▶ **Exercise details**
Every line in the data below that holds "above" should be found and copied.

------ Dataset records ------

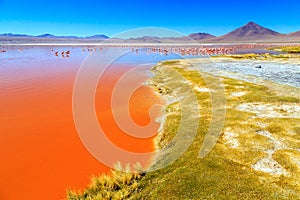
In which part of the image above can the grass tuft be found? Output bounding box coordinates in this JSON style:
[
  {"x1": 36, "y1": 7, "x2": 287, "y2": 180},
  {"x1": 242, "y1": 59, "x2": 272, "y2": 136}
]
[{"x1": 67, "y1": 163, "x2": 145, "y2": 200}]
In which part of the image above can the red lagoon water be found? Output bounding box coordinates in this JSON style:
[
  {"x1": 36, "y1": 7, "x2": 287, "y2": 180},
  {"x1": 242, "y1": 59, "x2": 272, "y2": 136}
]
[{"x1": 0, "y1": 47, "x2": 162, "y2": 200}]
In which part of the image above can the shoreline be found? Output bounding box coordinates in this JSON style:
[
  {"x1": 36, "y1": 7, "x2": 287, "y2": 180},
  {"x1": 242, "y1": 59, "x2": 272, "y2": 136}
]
[
  {"x1": 147, "y1": 57, "x2": 300, "y2": 170},
  {"x1": 146, "y1": 61, "x2": 199, "y2": 170},
  {"x1": 68, "y1": 56, "x2": 300, "y2": 199},
  {"x1": 139, "y1": 57, "x2": 300, "y2": 198}
]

------

▶ **Reply to the task**
In which part of the image above can the grass tuft be found? Output bounding box coordinates in this JSON style:
In which part of the image above can the red lagoon water be found? Output bounding box coordinates in this JSON style:
In which part of the image above can the shoreline be found? Output bounding box coordinates in this JSON style:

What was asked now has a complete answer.